GIVEN EXERCISE A: Read the article below about Iraq's flag and decide whether each statement agrees with it: (i) The 1921 flag included a red trapezoid with two white asterisks. (ii) The flag proposed in 2004 by J. Paul Bremer and the governing council was green with a red crescent. (iii) The new starless flag is meant to be permanent. Give yes or no for each and quote the words from the article that decide it.
GIVEN EXERCISE B: According to the article below about Iraq's flag, in what year did Saddam Hussein add the words "God is Great" to the flag?
GIVEN EXERCISE C: Continue the article below about Iraq's flag from its final sentence, keeping its voice.

SOURCE EXTRACT:

------------

Hallelujah! A new Iraqi flag has been chosen! Hoist it up the pole and let's see who shoots at it.
Former Miss Corporate San Diego and current White House ice-bot Dana Perino hails the new flag as a sign of progress. The surge is, like, totally working. Those guys “were able to come together and get it done.”
Right on, Dana. I know you and your hubby still own a house in South Park, so next time you're in town to wash the blood off your hands, let me treat you to a Cosmo at the Whistle Stop. I have always wanted to buy a lady with balls a drink—just to say I did, you know? Call me.
But first, let's talk about this new flag.
Iraq is always changing its flag. The country started up in 1921 with a flag that had a black, white and green horizontal stripe and a red trapezoid with two white asterisks.
Then in 1958, there was a revolution and they came up with a new flag that turned the black, white and green stripes vertically and replaced the little white asterisks with a single red and yellow star. Then in 1963, the new government was overthrown and the stripes were turned sideways again, the green stripe was changed to red and the single red and yellow star was replaced with three little green ones. Then in 1991, Saddam Hussein added the words “God is Great” in green Arabic handwriting (supposedly Saddam's handwriting) between the three green stars.
Then in 2004, J. Paul Bremer and the U.S-led governing council proposed a totally new flag, a white one with a blue crescent and blue and yellow horizontal stripes at the bottom. Iraqis hated this flag because the colors and design reminded them of Israel's flag. Iraqi Olympic athletes wouldn't wave it. Bremer was an idiot. The 1991 flag was retained instead. Then, later in 2004, the 1991 flag was changed: Saddam's handwriting was replaced with traditional stylized Kufic script.
That brings us to 2008 and the unveiling of the brand-new flag that is a glorious sign of progress: The green stars have been removed!
Of course, all those stars and stripes, like the ones on our own flag, have meaning. And while the Iraqis universally rejected the white and blue flag, every other version, for one reason or another, has also had its detractors, including the latest. In fact, the new starless flag, like nearly everything else in Iraq, is temporary. In one year, the Iraqis will try once again to come up with a flag that pleases everybody. Good luck with that.
Here's the reason why the latest flag is more a sign of political expediency than a sign of political progress: There's a Pan Arabic conference going down in Northern Iraq this month, and the Kurds were refusing to fly the flag with the stars on it, because it reminds them of the Saddam era. But other Arab leaders wouldn't show up if only the Kurdish flag is flying. So the new flag is a stopgap compromise just to get the various Iraqi factions to show up at a conference. Five years of occupation and that's political progress?
And what are Iraqis saying about the new flag?

------------

ENTRIES PROVIDED:
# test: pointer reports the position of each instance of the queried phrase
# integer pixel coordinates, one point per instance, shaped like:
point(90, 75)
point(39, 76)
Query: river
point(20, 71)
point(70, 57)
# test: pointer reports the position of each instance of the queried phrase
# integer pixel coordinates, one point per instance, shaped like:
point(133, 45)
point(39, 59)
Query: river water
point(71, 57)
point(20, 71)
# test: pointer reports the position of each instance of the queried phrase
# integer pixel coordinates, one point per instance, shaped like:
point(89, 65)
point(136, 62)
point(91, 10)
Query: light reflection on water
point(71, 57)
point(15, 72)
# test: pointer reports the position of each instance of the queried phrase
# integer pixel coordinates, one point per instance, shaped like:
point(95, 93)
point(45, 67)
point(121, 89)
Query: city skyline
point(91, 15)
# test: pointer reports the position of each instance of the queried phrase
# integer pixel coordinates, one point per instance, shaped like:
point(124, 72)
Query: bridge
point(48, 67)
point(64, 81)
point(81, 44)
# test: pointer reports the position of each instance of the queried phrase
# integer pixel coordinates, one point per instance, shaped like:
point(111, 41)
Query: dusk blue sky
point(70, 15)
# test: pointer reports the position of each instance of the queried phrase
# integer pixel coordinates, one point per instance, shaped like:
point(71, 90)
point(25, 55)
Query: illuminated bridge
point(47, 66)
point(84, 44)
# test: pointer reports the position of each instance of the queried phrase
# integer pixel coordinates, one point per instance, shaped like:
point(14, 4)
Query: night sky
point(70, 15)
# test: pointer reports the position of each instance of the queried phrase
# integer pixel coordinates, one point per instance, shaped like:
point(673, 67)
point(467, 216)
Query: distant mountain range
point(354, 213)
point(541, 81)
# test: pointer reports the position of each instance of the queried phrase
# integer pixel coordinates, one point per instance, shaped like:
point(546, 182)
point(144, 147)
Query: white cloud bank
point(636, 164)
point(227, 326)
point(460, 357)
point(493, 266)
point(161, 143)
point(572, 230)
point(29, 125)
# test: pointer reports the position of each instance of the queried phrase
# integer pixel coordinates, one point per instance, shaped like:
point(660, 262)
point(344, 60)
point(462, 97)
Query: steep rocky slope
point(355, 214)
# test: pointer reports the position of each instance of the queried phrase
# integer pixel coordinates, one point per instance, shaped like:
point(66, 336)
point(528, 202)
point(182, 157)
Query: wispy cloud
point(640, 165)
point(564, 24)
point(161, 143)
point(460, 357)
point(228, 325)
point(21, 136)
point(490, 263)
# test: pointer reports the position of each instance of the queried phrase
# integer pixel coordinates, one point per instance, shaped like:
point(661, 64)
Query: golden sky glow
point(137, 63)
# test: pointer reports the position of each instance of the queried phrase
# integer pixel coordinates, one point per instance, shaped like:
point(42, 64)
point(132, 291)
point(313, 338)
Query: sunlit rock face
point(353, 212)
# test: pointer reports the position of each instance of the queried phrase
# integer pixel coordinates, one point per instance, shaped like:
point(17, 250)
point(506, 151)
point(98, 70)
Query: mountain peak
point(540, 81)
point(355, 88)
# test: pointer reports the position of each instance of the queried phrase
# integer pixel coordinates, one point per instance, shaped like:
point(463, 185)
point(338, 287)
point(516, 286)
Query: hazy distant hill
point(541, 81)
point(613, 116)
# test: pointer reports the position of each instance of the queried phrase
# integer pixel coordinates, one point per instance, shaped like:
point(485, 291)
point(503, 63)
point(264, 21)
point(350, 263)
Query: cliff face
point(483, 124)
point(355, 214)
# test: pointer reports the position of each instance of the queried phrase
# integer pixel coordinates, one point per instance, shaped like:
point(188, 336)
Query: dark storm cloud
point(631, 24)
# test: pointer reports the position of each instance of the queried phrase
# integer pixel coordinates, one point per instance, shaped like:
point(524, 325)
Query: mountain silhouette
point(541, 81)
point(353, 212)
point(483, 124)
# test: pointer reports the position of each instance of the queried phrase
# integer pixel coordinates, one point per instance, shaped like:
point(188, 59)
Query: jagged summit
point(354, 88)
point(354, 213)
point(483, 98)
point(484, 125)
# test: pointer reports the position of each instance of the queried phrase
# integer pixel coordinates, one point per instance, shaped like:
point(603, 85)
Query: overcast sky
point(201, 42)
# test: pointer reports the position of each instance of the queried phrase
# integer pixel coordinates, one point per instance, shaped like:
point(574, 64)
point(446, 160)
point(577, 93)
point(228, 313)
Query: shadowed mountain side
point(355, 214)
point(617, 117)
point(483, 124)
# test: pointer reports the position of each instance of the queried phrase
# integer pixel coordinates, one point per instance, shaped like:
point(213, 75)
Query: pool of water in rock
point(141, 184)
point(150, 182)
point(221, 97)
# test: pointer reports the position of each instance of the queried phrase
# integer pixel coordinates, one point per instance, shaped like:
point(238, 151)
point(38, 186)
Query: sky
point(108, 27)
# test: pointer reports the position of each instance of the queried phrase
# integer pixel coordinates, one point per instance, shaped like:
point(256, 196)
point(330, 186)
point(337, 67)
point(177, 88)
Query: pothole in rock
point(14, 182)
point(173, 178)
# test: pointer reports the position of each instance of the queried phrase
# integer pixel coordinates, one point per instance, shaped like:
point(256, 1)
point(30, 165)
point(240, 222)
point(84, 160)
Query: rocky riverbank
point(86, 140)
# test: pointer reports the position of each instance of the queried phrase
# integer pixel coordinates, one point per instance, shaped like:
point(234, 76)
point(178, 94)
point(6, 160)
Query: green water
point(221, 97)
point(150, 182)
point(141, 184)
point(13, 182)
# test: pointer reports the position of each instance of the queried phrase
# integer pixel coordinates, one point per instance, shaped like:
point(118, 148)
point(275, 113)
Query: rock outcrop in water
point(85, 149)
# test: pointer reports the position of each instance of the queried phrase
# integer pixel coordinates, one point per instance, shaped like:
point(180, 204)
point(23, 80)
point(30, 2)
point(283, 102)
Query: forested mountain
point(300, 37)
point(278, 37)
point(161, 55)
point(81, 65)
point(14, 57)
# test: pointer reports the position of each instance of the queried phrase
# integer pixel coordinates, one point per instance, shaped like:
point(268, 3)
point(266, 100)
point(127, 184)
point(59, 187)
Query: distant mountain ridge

------------

RESULT A:
(i) Yes. "a red trapezoid with two white asterisks"
(ii) No. "a white one with a blue crescent and blue and yellow horizontal stripes at the bottom"
(iii) No. "the new starless flag, like nearly everything else in Iraq, is temporary"

RESULT B: He added them in 1991.

RESULT C:
Iraqi Prime Minister Nouri Kamal al-Maliki told the Associated Press that the flag “could have been changed in a better form.”
“The government should change our life for the better instead of changing the flag,” said Khidier Jassim, a civilian from Fallujah. Jassim told an AP reporter that he is helping to organize a protest on Wednesday.
Sunni leaders like Sheik Mohammad Saleh al-Butchery, a spokesman for the Fallujah Tribal Council, voted against the new flag. Shiites also voted against it, like Nassar al Rubaie, the head of Sheik Muqtada al Sadr's bloc in parliament. If you were as desperate as the White House, you might even argue that opposition to the new flag is as much a sign of unity as support for it.
But it's no surprise that our administration is making a big deal out of a flag. America is obsessed with flags.
Remember how Old Glory (made in China) dominated the landscape back in 2001? Interstate 5 looked like a Nuremberg Rally. And remember the summer of '06, when the flag-desecration amendment was barely defeated in the U.S. Senate?
The U.S., like most nations, looks up to its symbols too much and doesn't live up to its ideals enough. George Washington said the white stripes on the flag represented liberty. Consider how your liberty has been stripped away under the Bush regime, and even you, dear reader, might be tempted to burn a flag in protest, or at least just the white parts.
That's one reason why I voted for Barack Obama last week. He was one of the first politicians to remove his stupid flag pin, which he said had become “a substitute for true patriotism.” That was around the time he was boldly speaking out against the Iraq War, even though it was unpopular to do so.
Flag issues in Iraq, like flag issues in the U.S., are mostly distractions. While the Iraqis have been squabbling over their temporary flag, suicide bombings have killed or wounded more than 200 people already this year—in other words, in the last six weeks.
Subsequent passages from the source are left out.